:: Supplied entries ::

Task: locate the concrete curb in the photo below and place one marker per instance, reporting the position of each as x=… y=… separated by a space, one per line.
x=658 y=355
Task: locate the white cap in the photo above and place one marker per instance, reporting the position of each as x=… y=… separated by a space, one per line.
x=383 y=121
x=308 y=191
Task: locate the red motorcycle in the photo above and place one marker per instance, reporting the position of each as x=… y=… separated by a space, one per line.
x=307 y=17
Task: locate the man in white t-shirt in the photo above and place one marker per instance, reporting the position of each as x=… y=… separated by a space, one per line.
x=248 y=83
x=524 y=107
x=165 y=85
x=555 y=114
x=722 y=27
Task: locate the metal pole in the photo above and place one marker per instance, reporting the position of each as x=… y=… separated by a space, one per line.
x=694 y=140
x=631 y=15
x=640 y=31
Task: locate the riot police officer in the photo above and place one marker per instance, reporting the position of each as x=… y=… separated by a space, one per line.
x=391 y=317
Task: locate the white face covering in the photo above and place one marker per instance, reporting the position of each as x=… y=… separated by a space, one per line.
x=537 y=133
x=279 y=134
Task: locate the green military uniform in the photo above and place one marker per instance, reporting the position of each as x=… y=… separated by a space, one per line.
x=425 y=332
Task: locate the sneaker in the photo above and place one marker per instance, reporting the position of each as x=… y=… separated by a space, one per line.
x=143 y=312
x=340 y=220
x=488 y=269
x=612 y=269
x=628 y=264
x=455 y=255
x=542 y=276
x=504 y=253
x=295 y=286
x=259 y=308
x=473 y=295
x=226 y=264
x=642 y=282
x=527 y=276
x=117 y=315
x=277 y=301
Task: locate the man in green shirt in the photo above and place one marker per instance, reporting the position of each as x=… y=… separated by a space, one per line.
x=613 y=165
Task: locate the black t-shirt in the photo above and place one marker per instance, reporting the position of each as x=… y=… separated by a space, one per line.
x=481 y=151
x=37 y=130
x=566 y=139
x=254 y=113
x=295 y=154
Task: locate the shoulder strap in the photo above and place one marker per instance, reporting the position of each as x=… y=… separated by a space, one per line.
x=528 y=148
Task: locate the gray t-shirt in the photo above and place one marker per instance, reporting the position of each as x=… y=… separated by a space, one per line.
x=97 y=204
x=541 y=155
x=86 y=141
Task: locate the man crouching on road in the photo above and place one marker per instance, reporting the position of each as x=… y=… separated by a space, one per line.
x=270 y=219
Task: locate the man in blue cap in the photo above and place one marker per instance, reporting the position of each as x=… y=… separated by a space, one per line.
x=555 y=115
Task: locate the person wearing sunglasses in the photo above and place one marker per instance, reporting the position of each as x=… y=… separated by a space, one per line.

:::

Your goal> Reproduce the data shown above exactly, including every line.

Task solution>
Task: locate the concrete curb in the photo below and place one marker per instance, reporting the position of each as x=… y=… separated by a space, one per line.
x=658 y=355
Task: locate the white cap in the photo above and place one marker per instance, reporting the position of each as x=… y=… separated by a space, one per line.
x=383 y=121
x=308 y=191
Task: locate the red motorcycle in the photo above and place one marker per instance, reporting the position of each as x=… y=… separated by a space, one per line.
x=307 y=17
Task: locate the man in white t-shirt in the photo above and place one marker per instance, reporting the position of each as x=… y=… separated by a space, one per line.
x=248 y=83
x=524 y=107
x=165 y=85
x=555 y=114
x=722 y=27
Task: locate the metal pole in the photo above and place one marker per instance, reporting the position of each as x=… y=… separated by a space, one per line.
x=694 y=140
x=631 y=15
x=640 y=31
Task: locate the riot police officer in the photo above and place one marker per instance, reporting the position of each as x=… y=… separated by a space, one per line.
x=391 y=317
Task: locate the white face covering in the photo above and place one marker per instance, reporting the position of each as x=… y=… separated by a space, one per line.
x=537 y=133
x=279 y=134
Task: locate the green military uniform in the photo above and place one marker per instance, reporting the position of each as x=… y=… separated by a space, one per line.
x=425 y=332
Task: locate the sneaker in the photo above and place one marker per instance, reporting the position of each as x=… y=… separated by a space, one per line.
x=143 y=312
x=340 y=220
x=488 y=269
x=612 y=269
x=628 y=264
x=455 y=255
x=542 y=276
x=504 y=253
x=295 y=286
x=259 y=308
x=473 y=295
x=226 y=264
x=642 y=282
x=527 y=276
x=117 y=315
x=277 y=301
Task: locate the man in green shirt in the photo above and place one marker per instance, reporting the position of each as x=… y=… separated by a space, one per line.
x=613 y=165
Task: locate the black t-shirt in the photo above and place one marker per instance, reporting the position of each as x=… y=… separated by a space, one per line.
x=481 y=151
x=37 y=130
x=566 y=139
x=254 y=113
x=295 y=154
Task: locate the shoulder strap in the photo above and place one marker per instance, reporting the position of each as x=… y=… separated by a space, one per line.
x=528 y=148
Task: locate the gray t-shirt in the photo above and place one marker per instance, reporting the position of each as x=… y=… separated by a space, one per line.
x=97 y=204
x=541 y=155
x=86 y=141
Task: locate the man crouching on road in the photo above and place one marker per instance, reporting the position of each as x=… y=… separated by a space, one per line.
x=270 y=219
Task: locate the man in blue cap in the photo above and place one marker per instance, reporting the position of each as x=… y=… separated by a space, one per line.
x=555 y=115
Task: locate the person wearing sunglasses in the photo above and place one marker per instance, reporting the position of each as x=… y=… separated by a space, one per line.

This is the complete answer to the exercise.